_Actividad_:
Copia literalmente, del texto sobre la TMM que figura más abajo, el pasaje que empieza con las palabras "La principal recomendación" y termina con "tres dígitos respectivamente.".

_Sección del texto_:
________________________

La respuesta que da la TMM es la inflación. Las políticas de gasto encuentran límites reales en la propia capacidad productiva, que viene determinada por el estado de la tecnología, las instituciones, los recursos naturales o el capital humano. Ignorar estas limitaciones supone revivir la República de Weimar en la media en que la monetización recurrente de los déficits fiscales conduce por lógica a la inflación o hiperinflación, máxime cuando la economía se aproxima a su capacidad productiva potencial.

La principal recomendación derivada de esta TMM es la apuesta por una nueva política fiscal, una nueva forma de hacer los presupuestos que no centre el debate en sus saldos contables sino en la efectividad de los programas de gasto público para llevar la economía al pleno empleo. Esta recomendación heredada de Abba P. Lerner parece acorde con lo que observamos en la actualidad. En los tiempos de la COVID-19 los Gobiernos se han embarcado en la protección e impulso del empleo a través de programas de gasto que llevarán a ratios de déficit y deuda pública de dos y tres dígitos respectivamente.

________________________

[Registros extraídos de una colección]
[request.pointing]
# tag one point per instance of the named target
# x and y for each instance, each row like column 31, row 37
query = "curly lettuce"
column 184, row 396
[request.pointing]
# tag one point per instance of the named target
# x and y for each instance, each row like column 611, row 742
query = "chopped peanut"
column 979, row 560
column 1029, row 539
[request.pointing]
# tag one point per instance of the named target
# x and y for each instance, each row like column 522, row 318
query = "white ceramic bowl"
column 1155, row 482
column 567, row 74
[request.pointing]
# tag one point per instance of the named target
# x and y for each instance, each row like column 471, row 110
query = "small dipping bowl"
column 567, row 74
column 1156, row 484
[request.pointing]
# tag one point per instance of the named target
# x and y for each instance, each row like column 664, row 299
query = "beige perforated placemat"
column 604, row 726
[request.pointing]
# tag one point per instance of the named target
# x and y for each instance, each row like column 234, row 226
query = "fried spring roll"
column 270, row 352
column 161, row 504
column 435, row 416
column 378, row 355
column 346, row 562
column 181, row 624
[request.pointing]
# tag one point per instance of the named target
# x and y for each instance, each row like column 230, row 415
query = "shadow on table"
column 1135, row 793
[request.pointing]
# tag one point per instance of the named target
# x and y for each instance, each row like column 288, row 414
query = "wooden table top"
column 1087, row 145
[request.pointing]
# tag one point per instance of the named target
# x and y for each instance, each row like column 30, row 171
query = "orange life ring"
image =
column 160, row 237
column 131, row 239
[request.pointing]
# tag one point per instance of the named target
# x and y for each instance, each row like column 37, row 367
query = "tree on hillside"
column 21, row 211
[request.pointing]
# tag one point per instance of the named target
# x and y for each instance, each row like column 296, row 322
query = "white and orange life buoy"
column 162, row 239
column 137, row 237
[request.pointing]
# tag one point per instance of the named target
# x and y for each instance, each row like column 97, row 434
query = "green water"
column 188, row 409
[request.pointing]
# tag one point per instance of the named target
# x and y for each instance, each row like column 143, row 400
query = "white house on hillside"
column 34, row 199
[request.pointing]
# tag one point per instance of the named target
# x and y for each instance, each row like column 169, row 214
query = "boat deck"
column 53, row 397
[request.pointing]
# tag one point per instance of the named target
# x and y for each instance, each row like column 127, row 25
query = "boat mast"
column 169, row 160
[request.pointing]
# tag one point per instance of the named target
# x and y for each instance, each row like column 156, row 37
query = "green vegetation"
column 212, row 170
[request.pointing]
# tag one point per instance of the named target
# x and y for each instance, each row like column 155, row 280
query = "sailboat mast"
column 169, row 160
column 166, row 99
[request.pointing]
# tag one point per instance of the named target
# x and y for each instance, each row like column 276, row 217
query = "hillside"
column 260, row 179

________________________

_Respuesta_:
La principal recomendación derivada de esta TMM es la apuesta por una nueva política fiscal, una nueva forma de hacer los presupuestos que no centre el debate en sus saldos contables sino en la efectividad de los programas de gasto público para llevar la economía al pleno empleo. Esta recomendación heredada de Abba P. Lerner parece acorde con lo que observamos en la actualidad. En los tiempos de la COVID-19 los Gobiernos se han embarcado en la protección e impulso del empleo a través de programas de gasto que llevarán a ratios de déficit y deuda pública de dos y tres dígitos respectivamente.